Description of the task:
For this exercise, copy each line of the records that contains the word "trunk".

═══ Source data ═══

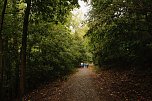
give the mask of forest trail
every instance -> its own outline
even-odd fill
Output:
[[[40,88],[30,94],[26,101],[100,101],[95,78],[92,67],[79,68],[67,81]]]
[[[42,85],[25,101],[152,101],[151,72],[79,68],[67,80]]]
[[[95,77],[91,68],[80,68],[64,84],[61,101],[100,101],[94,86]]]

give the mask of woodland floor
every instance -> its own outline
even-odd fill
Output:
[[[152,101],[149,71],[79,68],[67,80],[42,86],[29,93],[26,101]]]

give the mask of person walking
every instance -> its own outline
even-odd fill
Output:
[[[86,67],[87,67],[87,68],[89,67],[89,64],[88,64],[88,63],[86,63]]]
[[[82,62],[81,62],[81,64],[80,64],[80,65],[81,65],[81,68],[83,68],[83,67],[84,67],[84,63],[82,63]]]

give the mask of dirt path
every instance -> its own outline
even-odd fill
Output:
[[[60,101],[100,101],[94,86],[96,75],[81,68],[64,85]]]
[[[92,68],[79,68],[67,81],[33,91],[26,101],[101,101],[95,90],[95,78]]]
[[[152,71],[80,68],[67,81],[43,85],[25,101],[152,101]]]

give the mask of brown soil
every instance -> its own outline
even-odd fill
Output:
[[[152,72],[148,70],[104,70],[96,80],[105,101],[152,101]]]
[[[42,86],[26,101],[152,101],[152,72],[79,68],[66,81]]]
[[[26,101],[101,101],[96,91],[96,74],[89,68],[79,68],[67,81],[58,81],[33,91]]]

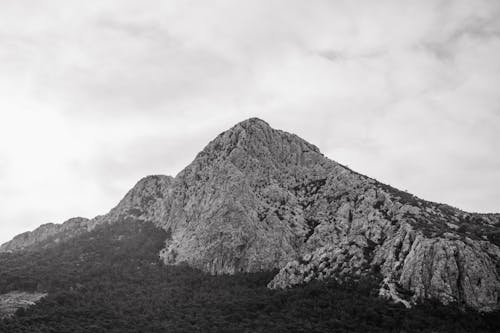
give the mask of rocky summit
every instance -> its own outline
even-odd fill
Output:
[[[0,251],[33,251],[134,217],[167,231],[160,257],[212,274],[279,269],[269,288],[374,276],[411,306],[500,303],[500,215],[419,199],[252,118],[217,136],[175,178],[149,176],[108,214],[43,225]]]

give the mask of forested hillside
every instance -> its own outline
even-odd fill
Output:
[[[157,257],[168,235],[123,221],[40,252],[0,255],[0,292],[48,292],[0,332],[495,332],[498,313],[376,297],[375,279],[269,290],[276,272],[210,276]]]

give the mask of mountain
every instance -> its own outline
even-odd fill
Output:
[[[33,231],[24,232],[0,246],[1,252],[16,252],[22,250],[40,250],[51,247],[61,240],[68,240],[82,233],[93,230],[103,223],[115,223],[122,219],[134,218],[142,221],[158,221],[162,219],[164,197],[173,178],[170,176],[153,175],[139,180],[127,192],[116,207],[105,215],[93,219],[75,217],[62,224],[46,223]],[[160,216],[155,216],[160,214]]]
[[[16,252],[57,244],[90,230],[90,220],[74,217],[61,224],[42,224],[33,231],[23,232],[0,246],[0,252]]]
[[[216,275],[279,269],[274,289],[373,277],[381,296],[405,306],[499,308],[500,215],[419,199],[256,118],[217,136],[175,178],[144,178],[108,214],[71,232],[68,222],[42,226],[0,250],[39,251],[124,218],[166,231],[165,264]]]
[[[129,217],[158,224],[168,211],[165,199],[170,196],[172,182],[172,177],[163,175],[142,178],[109,213],[94,218],[92,225]]]

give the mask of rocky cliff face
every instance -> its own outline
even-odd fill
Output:
[[[166,263],[211,273],[281,268],[271,288],[377,273],[381,295],[405,304],[499,303],[493,215],[378,183],[258,119],[212,141],[176,177],[167,201]]]
[[[126,218],[160,224],[168,212],[166,198],[170,196],[172,182],[171,176],[153,175],[142,178],[109,213],[95,217],[91,222],[92,227]]]
[[[281,267],[311,230],[290,188],[314,181],[324,161],[313,145],[257,119],[219,135],[174,181],[162,257],[211,273]]]
[[[378,275],[380,294],[498,308],[500,218],[421,200],[249,119],[174,179],[141,180],[88,228],[123,217],[169,231],[160,256],[213,274],[279,268],[271,288]]]

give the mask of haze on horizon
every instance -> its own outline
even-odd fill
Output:
[[[249,117],[500,212],[500,2],[0,4],[0,243],[107,212]]]

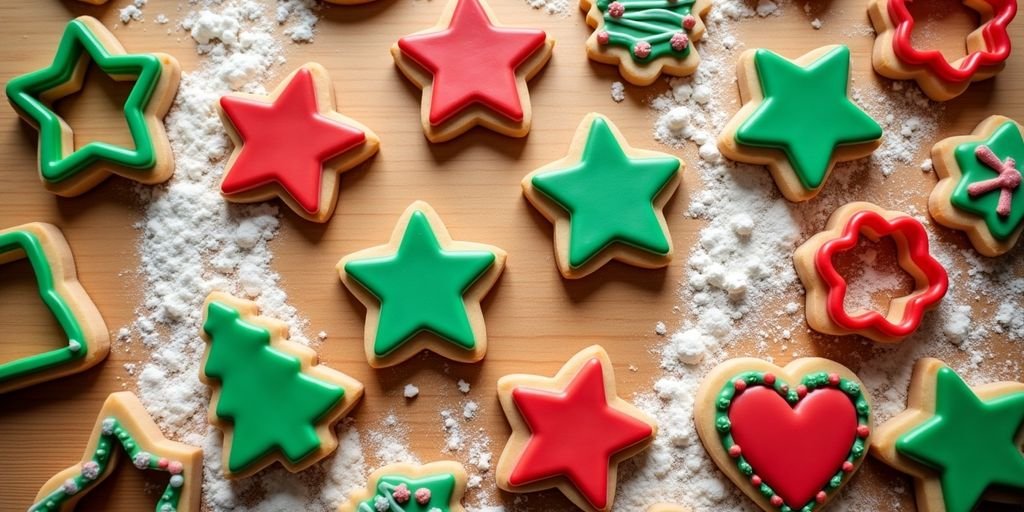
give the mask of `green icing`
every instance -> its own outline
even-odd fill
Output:
[[[837,146],[882,136],[882,127],[847,96],[846,46],[807,67],[759,49],[754,65],[764,100],[736,130],[736,142],[783,151],[806,189],[822,185]]]
[[[625,7],[622,16],[612,16],[608,6],[617,1]],[[688,38],[692,30],[683,27],[683,19],[691,14],[694,0],[597,0],[597,8],[604,17],[604,31],[608,33],[608,44],[629,50],[637,62],[650,62],[659,57],[686,58],[693,48],[690,41],[685,48],[672,48],[672,36],[683,33]],[[633,52],[639,41],[651,45],[651,53],[640,57]]]
[[[957,182],[956,188],[949,196],[953,206],[980,216],[985,220],[985,225],[992,233],[992,236],[999,240],[1006,240],[1013,235],[1013,232],[1020,227],[1024,221],[1024,186],[1017,187],[1013,191],[1011,200],[1010,215],[1003,217],[996,213],[996,206],[999,204],[1000,189],[995,189],[986,194],[971,197],[967,188],[972,183],[986,181],[998,176],[998,173],[988,167],[974,155],[978,146],[988,146],[1000,160],[1005,161],[1008,157],[1024,164],[1024,140],[1021,140],[1020,130],[1017,124],[1012,121],[996,128],[988,140],[981,142],[968,142],[960,144],[953,150],[956,163],[960,166],[963,176]]]
[[[345,272],[380,301],[374,354],[386,356],[423,331],[473,349],[463,295],[495,259],[490,251],[444,250],[426,214],[415,211],[393,255],[347,262]]]
[[[569,265],[578,268],[614,242],[668,254],[654,201],[679,172],[679,160],[630,158],[608,121],[590,125],[580,162],[533,177],[535,189],[569,213]]]
[[[167,460],[164,460],[165,463],[161,464],[160,458],[143,451],[139,447],[135,438],[116,418],[106,418],[103,420],[100,439],[96,443],[96,450],[93,452],[92,459],[82,465],[82,471],[79,474],[69,478],[56,491],[53,491],[43,498],[42,501],[29,507],[29,512],[55,512],[61,510],[64,503],[71,499],[72,496],[85,492],[90,487],[96,485],[99,477],[106,474],[110,469],[113,460],[111,456],[118,444],[128,454],[132,464],[139,469],[167,471],[167,462],[180,465],[180,462]],[[185,478],[188,477],[185,471],[182,467],[180,473],[171,476],[170,482],[164,489],[163,494],[160,495],[160,500],[156,503],[156,512],[175,512],[178,510],[178,502],[181,501],[181,490],[185,485]]]
[[[409,491],[409,499],[399,503],[394,497],[394,490],[405,484]],[[416,500],[416,491],[430,491],[430,501],[420,504]],[[359,504],[356,512],[450,512],[452,495],[455,493],[455,475],[442,473],[424,478],[407,478],[401,475],[385,475],[377,482],[376,494]],[[377,503],[386,503],[388,508],[377,508]]]
[[[345,390],[302,373],[298,358],[270,345],[270,332],[211,302],[204,374],[221,382],[217,417],[233,423],[228,468],[243,471],[273,450],[297,463],[320,448],[316,424]]]
[[[764,386],[774,389],[779,395],[783,396],[790,405],[796,405],[800,401],[800,395],[795,388],[789,387],[789,384],[783,382],[782,379],[776,377],[774,384],[768,385],[764,381],[765,372],[743,372],[736,375],[729,382],[722,387],[722,390],[718,392],[718,396],[715,399],[715,429],[718,432],[718,439],[722,443],[722,447],[726,452],[729,448],[735,444],[732,437],[732,422],[729,420],[729,407],[732,405],[733,398],[736,397],[736,385],[737,380],[742,380],[746,383],[747,387],[750,386]],[[836,387],[846,393],[846,396],[850,398],[854,408],[857,410],[857,423],[859,425],[870,425],[871,424],[871,406],[868,404],[866,398],[864,398],[864,392],[860,385],[856,382],[840,378],[838,386],[832,386],[828,380],[829,374],[826,372],[816,372],[805,375],[801,380],[800,384],[807,388],[807,392],[810,393],[815,389],[819,388],[831,388]],[[860,459],[867,453],[867,443],[864,438],[860,436],[853,442],[850,447],[850,454],[846,457],[848,462],[854,463],[857,459]],[[754,467],[747,462],[747,459],[741,454],[739,457],[732,459],[739,468],[740,472],[745,476],[750,477],[754,474]],[[836,492],[842,485],[843,482],[848,479],[850,475],[843,471],[836,471],[832,478],[829,479],[828,484],[822,490],[828,494]],[[758,491],[765,498],[771,498],[775,495],[775,490],[766,482],[762,482]],[[783,504],[779,507],[781,512],[811,512],[821,508],[821,505],[816,501],[810,501],[804,504],[799,509],[790,507],[789,505]]]
[[[948,367],[935,384],[935,413],[896,440],[896,451],[939,473],[947,512],[970,512],[986,490],[1024,496],[1024,392],[983,401]]]
[[[84,59],[92,59],[108,75],[138,77],[124,104],[125,120],[134,147],[90,142],[69,155],[64,154],[64,146],[70,142],[64,140],[61,118],[41,97],[71,81],[80,63],[86,62]],[[80,20],[69,22],[53,64],[7,83],[8,100],[39,127],[39,172],[43,179],[51,183],[61,182],[100,161],[129,169],[153,168],[157,151],[146,126],[145,110],[162,72],[159,57],[151,54],[112,55],[87,24]]]
[[[80,359],[89,351],[82,324],[75,317],[67,300],[57,292],[53,270],[46,258],[42,242],[30,231],[11,231],[0,235],[0,254],[24,251],[36,275],[39,296],[50,309],[68,337],[68,345],[0,364],[0,382],[47,370]]]

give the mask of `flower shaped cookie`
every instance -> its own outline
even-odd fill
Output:
[[[846,280],[836,270],[836,254],[856,247],[861,235],[896,242],[900,267],[914,278],[914,291],[893,299],[885,315],[849,311]],[[860,334],[879,343],[896,343],[917,330],[925,311],[946,294],[946,270],[928,251],[928,235],[916,219],[871,203],[850,203],[832,214],[826,230],[811,237],[793,255],[807,289],[807,323],[825,334]]]

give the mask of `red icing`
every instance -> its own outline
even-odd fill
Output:
[[[879,237],[901,235],[906,240],[905,248],[897,244],[901,255],[908,251],[910,260],[920,269],[927,281],[923,291],[915,291],[907,300],[903,318],[896,323],[890,322],[877,311],[850,315],[843,305],[846,298],[846,279],[839,275],[832,265],[832,257],[838,252],[854,248],[861,231],[865,229]],[[839,238],[822,244],[815,254],[814,264],[821,279],[828,286],[825,307],[832,320],[847,329],[876,329],[886,336],[903,337],[916,331],[921,325],[925,310],[939,302],[949,287],[946,269],[928,252],[928,235],[924,226],[911,217],[897,217],[890,221],[873,211],[859,211],[850,216]]]
[[[224,96],[220,105],[244,143],[221,183],[228,195],[277,183],[316,213],[324,161],[366,140],[362,131],[318,112],[308,69],[300,69],[273,103]]]
[[[561,393],[515,388],[512,400],[530,427],[530,439],[509,483],[562,475],[599,509],[608,504],[612,456],[654,433],[646,422],[608,405],[597,358],[587,361]]]
[[[907,64],[927,67],[936,76],[948,82],[970,80],[979,68],[1003,63],[1010,56],[1010,36],[1006,32],[1006,27],[1017,14],[1017,0],[981,1],[989,4],[995,13],[992,19],[981,27],[985,49],[972,52],[958,67],[953,67],[938,50],[914,48],[910,40],[914,31],[914,17],[907,8],[907,2],[910,0],[889,0],[889,17],[896,26],[892,39],[893,53]]]
[[[499,28],[479,0],[461,0],[448,28],[398,40],[402,53],[434,75],[430,124],[479,103],[523,120],[516,68],[544,46],[543,30]]]
[[[974,197],[999,189],[999,204],[996,206],[996,213],[1003,217],[1010,215],[1013,208],[1013,191],[1017,190],[1021,181],[1017,162],[1013,157],[1007,158],[1005,162],[999,160],[999,157],[992,152],[992,148],[984,144],[974,149],[974,155],[978,158],[978,161],[998,173],[999,176],[971,183],[967,187],[967,193]]]
[[[834,388],[811,391],[790,407],[775,390],[751,387],[733,400],[729,420],[747,462],[795,510],[828,484],[857,438],[857,411]]]

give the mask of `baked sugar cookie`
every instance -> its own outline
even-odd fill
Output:
[[[690,512],[690,509],[680,505],[657,503],[651,505],[651,507],[647,509],[647,512]]]
[[[878,74],[914,80],[935,101],[951,100],[972,82],[996,76],[1010,56],[1007,26],[1017,14],[1017,0],[964,0],[981,24],[967,36],[967,55],[950,62],[938,49],[915,48],[910,0],[871,0],[868,15],[875,27],[871,63]]]
[[[437,25],[399,39],[391,55],[423,89],[427,139],[444,142],[477,125],[525,137],[533,122],[526,82],[554,46],[543,30],[498,25],[484,0],[449,0]]]
[[[565,158],[523,178],[523,195],[555,224],[555,263],[578,279],[619,260],[660,268],[672,260],[663,209],[682,162],[634,149],[600,114],[587,114]]]
[[[75,258],[60,229],[33,222],[0,231],[0,265],[20,259],[32,266],[39,296],[67,345],[0,364],[0,394],[87,370],[110,352],[107,325],[78,281]]]
[[[847,310],[847,284],[834,266],[836,254],[857,246],[861,236],[891,237],[900,267],[914,278],[914,291],[889,302],[883,315]],[[860,334],[879,343],[898,343],[913,334],[924,314],[946,295],[946,269],[928,250],[928,233],[917,219],[871,203],[849,203],[832,213],[825,231],[793,254],[797,274],[807,290],[807,323],[815,331],[843,336]]]
[[[70,512],[103,482],[122,456],[136,469],[170,474],[157,512],[199,512],[203,451],[164,438],[132,393],[113,393],[103,403],[82,461],[57,473],[36,495],[29,512]]]
[[[366,306],[370,366],[394,366],[423,350],[475,363],[487,353],[480,301],[505,268],[505,251],[454,241],[437,212],[416,201],[385,245],[338,262],[341,282]]]
[[[78,92],[90,63],[118,82],[134,81],[124,104],[132,144],[90,142],[75,149],[74,132],[52,104]],[[163,117],[178,90],[181,67],[164,53],[132,53],[99,20],[68,22],[49,67],[7,82],[7,99],[39,130],[39,176],[47,190],[64,197],[85,193],[116,174],[144,184],[174,173]]]
[[[971,387],[942,361],[921,359],[907,410],[878,427],[871,454],[914,477],[921,512],[971,512],[1024,504],[1022,446],[1024,384]]]
[[[697,71],[693,43],[704,37],[711,0],[580,0],[580,9],[594,28],[587,56],[619,66],[629,83],[650,85],[662,73]]]
[[[463,512],[466,478],[462,464],[449,460],[391,464],[374,471],[339,512]]]
[[[611,510],[618,465],[651,444],[654,420],[615,393],[608,353],[583,349],[554,378],[506,375],[498,399],[512,436],[498,459],[498,488],[557,488],[588,511]]]
[[[242,478],[280,462],[302,471],[338,447],[334,426],[363,395],[359,381],[317,363],[288,326],[225,293],[206,298],[199,378],[213,390],[210,423],[224,433],[223,472]]]
[[[747,50],[737,68],[743,107],[718,136],[718,149],[768,166],[786,199],[813,198],[836,162],[866,157],[881,144],[882,127],[848,95],[848,47],[823,46],[795,60]]]
[[[711,459],[761,509],[805,511],[828,505],[864,462],[872,410],[839,363],[738,358],[701,383],[694,420]]]
[[[928,211],[935,221],[967,233],[985,256],[1013,249],[1024,229],[1020,124],[991,116],[971,135],[935,144],[932,162],[940,178],[928,197]]]

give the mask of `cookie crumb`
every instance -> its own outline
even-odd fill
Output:
[[[405,385],[405,390],[402,391],[402,396],[404,396],[406,398],[416,398],[416,396],[419,395],[419,394],[420,394],[420,388],[418,388],[418,387],[416,387],[416,386],[414,386],[412,384],[406,384]]]
[[[626,86],[622,82],[612,82],[612,100],[622,103],[626,99]]]

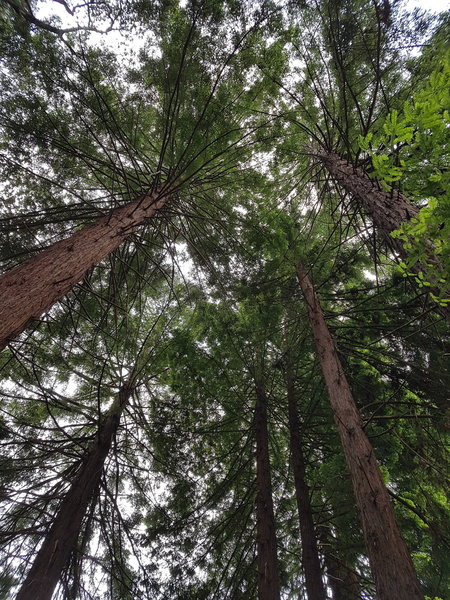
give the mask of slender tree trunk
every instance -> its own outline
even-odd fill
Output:
[[[355,571],[341,564],[331,553],[325,556],[325,564],[333,600],[360,600],[358,576]]]
[[[295,495],[297,499],[300,537],[302,542],[302,560],[305,571],[305,584],[308,600],[326,600],[325,587],[322,581],[319,551],[317,549],[316,532],[311,511],[308,484],[306,483],[305,458],[300,436],[300,422],[292,372],[292,363],[287,355],[286,385],[288,396],[289,433],[292,469],[294,471]]]
[[[16,600],[51,600],[61,572],[76,546],[89,501],[100,486],[103,466],[131,393],[129,384],[120,389],[100,426],[97,440],[61,502]]]
[[[258,598],[279,600],[280,583],[270,478],[267,397],[261,382],[256,382],[255,438]]]
[[[357,573],[335,555],[323,527],[319,536],[325,557],[328,586],[331,588],[333,600],[360,600],[361,590]]]
[[[115,209],[0,276],[0,350],[69,292],[166,202],[153,193]]]
[[[423,600],[372,445],[364,432],[319,300],[301,264],[297,265],[297,277],[361,514],[377,597],[379,600]]]

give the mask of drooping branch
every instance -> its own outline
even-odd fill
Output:
[[[64,7],[67,10],[67,4],[64,2],[60,2],[59,0],[55,0],[56,2],[58,2],[59,4],[63,4]],[[74,33],[75,31],[90,31],[92,33],[109,33],[110,31],[114,30],[114,22],[111,23],[111,25],[109,27],[106,27],[105,29],[98,29],[97,27],[94,27],[93,25],[77,25],[76,27],[56,27],[55,25],[52,25],[51,23],[47,23],[47,21],[42,21],[42,19],[38,19],[31,11],[30,5],[27,2],[27,7],[28,8],[24,8],[23,6],[20,6],[19,3],[14,2],[14,0],[4,0],[4,2],[6,2],[6,4],[8,4],[8,6],[10,6],[12,8],[12,10],[19,15],[20,17],[22,17],[22,19],[24,19],[25,21],[27,21],[27,23],[30,23],[30,25],[35,25],[36,27],[39,27],[39,29],[44,29],[45,31],[49,31],[50,33],[54,33],[55,35],[64,35],[65,33]],[[73,15],[73,11],[68,10],[68,12]]]

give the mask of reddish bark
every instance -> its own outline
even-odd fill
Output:
[[[399,229],[404,221],[412,219],[418,212],[417,208],[398,190],[386,192],[379,181],[371,179],[365,171],[338,154],[322,154],[320,159],[333,179],[358,200],[389,246],[406,257],[402,242],[389,234]]]
[[[61,502],[16,600],[51,600],[61,572],[76,546],[89,502],[99,489],[103,466],[131,393],[129,385],[120,389],[99,429],[97,440]]]
[[[280,583],[270,477],[267,397],[260,382],[256,382],[255,438],[258,598],[259,600],[279,600]]]
[[[287,358],[286,384],[288,396],[289,433],[292,469],[294,472],[295,495],[297,499],[302,561],[305,572],[305,587],[308,600],[326,600],[322,581],[319,551],[311,510],[309,487],[306,483],[305,458],[302,450],[300,422],[295,396],[294,379],[290,358]]]
[[[153,193],[115,209],[0,276],[0,350],[69,292],[166,202]]]
[[[334,180],[346,192],[351,194],[370,216],[376,230],[383,237],[386,244],[397,252],[403,260],[407,261],[409,255],[403,247],[403,242],[391,237],[390,233],[399,229],[404,221],[409,221],[415,217],[418,209],[410,204],[406,196],[398,190],[386,192],[379,181],[370,178],[363,169],[354,167],[338,154],[329,152],[327,154],[320,154],[319,157]],[[424,263],[415,263],[411,266],[410,271],[412,273],[429,273],[429,269],[425,263],[436,265],[439,270],[443,271],[442,262],[435,254],[431,241],[427,248],[426,261]],[[432,285],[432,287],[428,288],[428,291],[433,292],[435,296],[439,297],[441,290],[436,277],[430,276],[428,277],[428,281]],[[447,319],[450,318],[449,307],[440,306],[439,312]]]
[[[423,600],[389,494],[305,268],[297,265],[317,354],[339,431],[379,600]]]

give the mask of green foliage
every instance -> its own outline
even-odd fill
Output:
[[[398,3],[390,5],[384,14],[370,0],[294,2],[289,11],[241,0],[114,2],[118,25],[131,30],[126,55],[0,7],[4,267],[150,189],[176,187],[0,356],[5,599],[130,378],[134,391],[60,596],[258,596],[258,379],[268,399],[281,594],[306,597],[288,360],[324,569],[330,577],[334,560],[361,597],[375,597],[295,279],[299,260],[424,591],[445,596],[445,324],[380,260],[359,212],[311,153],[317,145],[357,158],[361,136],[385,189],[398,184],[419,204],[427,199],[397,233],[411,261],[428,264],[430,237],[447,259],[448,62],[433,45],[409,76],[398,47],[423,41],[427,23],[400,21]],[[107,5],[91,7],[101,25]],[[426,82],[401,109],[415,76]],[[416,277],[431,287],[424,273]]]
[[[402,115],[391,111],[383,133],[360,138],[361,149],[372,157],[374,177],[386,190],[399,182],[410,200],[419,202],[416,217],[403,223],[392,236],[402,240],[408,260],[400,267],[419,286],[433,286],[432,298],[448,305],[450,292],[450,53],[435,60],[434,70]],[[379,148],[384,152],[379,153]],[[425,205],[424,205],[425,202]],[[436,261],[437,258],[437,261]],[[426,267],[412,272],[415,265]]]

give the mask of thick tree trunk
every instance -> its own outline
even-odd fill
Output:
[[[360,203],[388,245],[400,256],[406,257],[402,242],[389,234],[402,222],[412,219],[418,212],[417,208],[399,191],[383,190],[379,181],[371,179],[365,171],[334,152],[321,154],[320,160],[333,179]]]
[[[326,600],[322,581],[319,551],[311,511],[308,484],[306,483],[305,458],[300,436],[300,422],[295,396],[292,364],[288,355],[286,361],[286,384],[288,396],[289,433],[292,469],[294,472],[295,495],[297,499],[300,537],[302,542],[302,560],[305,572],[305,584],[308,600]]]
[[[267,397],[260,382],[256,382],[255,438],[258,598],[259,600],[279,600],[280,583],[270,478]]]
[[[336,347],[306,270],[297,276],[339,430],[379,600],[423,600],[420,583],[395,521],[372,445],[366,436]]]
[[[354,167],[344,158],[334,152],[320,154],[320,160],[327,168],[333,179],[351,194],[364,211],[370,216],[377,232],[383,237],[386,244],[392,248],[405,261],[408,260],[408,252],[403,247],[403,242],[391,237],[390,233],[399,229],[404,221],[409,221],[418,213],[418,209],[409,203],[408,199],[398,190],[386,192],[379,181],[371,179],[369,175],[358,167]],[[426,263],[433,264],[442,269],[442,262],[434,253],[433,244],[429,243]],[[429,269],[424,263],[415,263],[410,268],[412,273],[427,273]],[[429,277],[432,287],[429,292],[437,297],[441,290],[436,277]],[[439,312],[450,319],[450,308],[440,306]]]
[[[152,217],[169,193],[166,188],[117,208],[1,275],[0,350]]]
[[[61,502],[16,600],[51,599],[61,572],[76,546],[89,501],[98,491],[106,457],[131,393],[130,385],[125,384],[120,389],[99,429],[97,440]]]

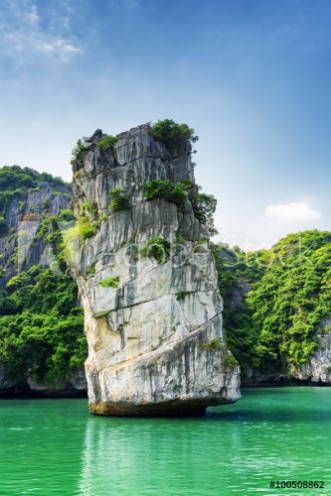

═══

Response to this exercise:
give the mask of slender tree trunk
give the mask of thick tree trunk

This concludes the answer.